** START OF PAGE TEXT **

Writing a Web Scraper to Search for Apartments

Ben Leamon
6 min readJan 10, 2021

My friend was looking to move into another unit in his UR apartment. The previous owner had vacated the premises and the housing company was doing a deep-clean. Management, however, stubbornly insisted they had no information about he unit, and all he could do was keep checking the website in case the unit should become available. Apartments in his building go fast, and leases are awarded first-come-first serve, so applying in a timely manner is of the essence. If only we could automate this process…

Part I: The web scraper

Writing the web scraper itself wasn’t too much work. The script loads the page for the apartment, then checks for a message saying there are no rooms available. If so, the program logs that it ran in a CSV, and closes.

If there are rooms, it will close any pop-ups helpfully suggesting that we get our application in fast, then find and record the text in all the elements displaying room numbers. Available room listings can span multiple pages, so the program will next check if there is a next page button, and if so click it and repeat the process. This goes on until there is no next page button, and consequently no more pages to cycle through.

Part II: Emailing the results

After the scraping finishes, the program closes the web page, and extracts the actual room number from the full apartment listing. For example, “1号棟638号室” becomes “638”. The program then compares the list of available rooms to a list of rooms my friend is interested in. The program logs the time it ran and its full findings in a CSV file, then emails both me and my friend any hits.

Part III: Automating the script

None of this would be any good unless it ran automatically. I had a Raspberry Pi lying around from last Christmas, and thought that this would be a perfect time to put it to use. Getting things up and running on my Raspberry Pi took a lot longer than I anticipated, and actually took longer than writing the script itself. Troubleshooting the web scraper was a lot of fun. Trying to sort out why the python script didn’t work on the Raspberry Pi, not so much. Here are some of the things that took up more time than they should have: (Note: If you are used to coding on a Raspberry Pi, this section will likely be of very little value to you, but if it’s your first time, I hope you’ll find this useful.)

  • Connect Via VNC: Rather than trying to set up two keyboards and sacrifice your external monitor, it’s much easier to connect to the Pi via virtual network connection using VNC Viewer.

** END OF PAGE TEXT **
** START OF DATASET CONTENT **

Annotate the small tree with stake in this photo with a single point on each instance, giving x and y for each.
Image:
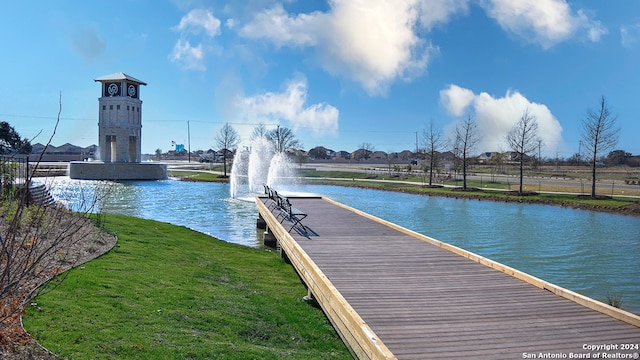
(466, 138)
(523, 140)
(600, 134)
(227, 139)
(434, 142)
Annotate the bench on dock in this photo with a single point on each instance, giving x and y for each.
(287, 211)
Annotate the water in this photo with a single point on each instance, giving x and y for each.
(595, 254)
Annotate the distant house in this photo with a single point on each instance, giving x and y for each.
(344, 155)
(66, 152)
(379, 155)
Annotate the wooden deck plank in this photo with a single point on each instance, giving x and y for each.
(425, 299)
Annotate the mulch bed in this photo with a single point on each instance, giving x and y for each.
(75, 240)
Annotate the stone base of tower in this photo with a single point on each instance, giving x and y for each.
(97, 170)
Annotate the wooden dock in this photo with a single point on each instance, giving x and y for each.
(394, 294)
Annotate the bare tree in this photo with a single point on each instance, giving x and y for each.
(259, 131)
(39, 240)
(227, 139)
(433, 142)
(466, 138)
(283, 139)
(600, 134)
(523, 140)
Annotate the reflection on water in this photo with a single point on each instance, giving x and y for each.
(595, 254)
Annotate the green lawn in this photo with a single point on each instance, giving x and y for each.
(166, 292)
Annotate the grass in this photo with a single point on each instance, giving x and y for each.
(198, 176)
(568, 200)
(166, 292)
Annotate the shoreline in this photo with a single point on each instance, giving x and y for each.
(483, 195)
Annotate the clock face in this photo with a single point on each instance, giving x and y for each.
(113, 89)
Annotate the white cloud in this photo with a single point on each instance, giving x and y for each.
(189, 57)
(289, 105)
(199, 20)
(192, 57)
(546, 22)
(456, 99)
(495, 116)
(372, 42)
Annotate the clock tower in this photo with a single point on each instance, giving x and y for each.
(120, 118)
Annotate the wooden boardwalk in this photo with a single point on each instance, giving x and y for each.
(392, 293)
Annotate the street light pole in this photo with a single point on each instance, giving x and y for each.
(189, 140)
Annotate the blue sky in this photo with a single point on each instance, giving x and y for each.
(339, 73)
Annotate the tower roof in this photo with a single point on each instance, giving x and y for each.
(120, 76)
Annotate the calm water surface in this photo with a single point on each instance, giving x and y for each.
(595, 254)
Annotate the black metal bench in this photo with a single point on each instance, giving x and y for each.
(287, 211)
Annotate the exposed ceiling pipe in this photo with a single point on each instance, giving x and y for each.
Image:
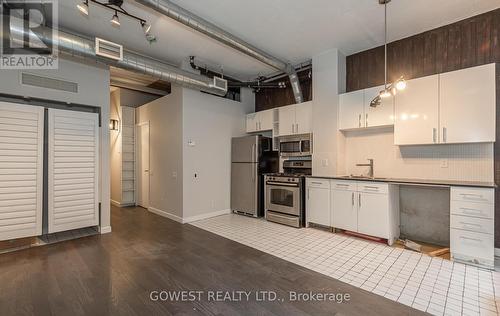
(79, 46)
(199, 24)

** END OF DATASET CONTENT **

> SET TASKS
A) In the apartment scraper post, what does the program do when it finds a message saying no rooms are available?
B) Please turn the records into a two-column CSV with the columns "request" and "points", one row per request, starting at the line that contains "Annotate the green" and continuing through the end of the records. Put each request's text and its points in one quoted field apiece, replace line breaks with spaces, and leave out the pictures.
The records are unrelated to the text.

> OUTPUTS IN ORDER
A) It logs that it ran in a CSV and closes.

B)
request,points
"Annotate the green lawn in this photo with a single point on each instance, giving x and y for each.","(166, 292)"
"Annotate the grass in this photo with a single point on each instance, giving x and y for each.","(198, 176) (568, 200) (166, 292)"
"Annotate the shoreline in this photo with a single point on each instance, giving x and y for each.","(483, 195)"
"Annotate the clock face in this photo with a single point on each instance, giving x and y for each.","(113, 89)"
"Annotate the white cloud in this photo with a single point on each instance, giving x and y for each.","(189, 57) (289, 105) (199, 20) (192, 57) (546, 22) (456, 99) (495, 116) (372, 42)"
"Annotate the clock tower in this photo with a single point on each instance, giving x and y for each.","(120, 118)"
"Annotate the wooden boardwalk in this photo with a single point on each instance, giving x and y for each.","(392, 293)"
"Annotate the street light pole in this photo with a single point on each instance, giving x and y for each.","(189, 140)"
"Annotate the blue sky in this photo with a single point on each instance, giving x and y for each.","(339, 73)"
"Annotate the tower roof in this photo with a single point on each instance, giving x and y for each.","(120, 76)"
"Annotate the calm water surface in this photo with a single point on each instance, giving x and y for each.","(595, 254)"
"Annotate the black metal bench in this photo with a single point on each instance, giving x and y for each.","(287, 211)"
"Annotate the exposed ceiling pipe in this photo with a single point on each instance, giving x and y for each. Image:","(79, 46) (199, 24)"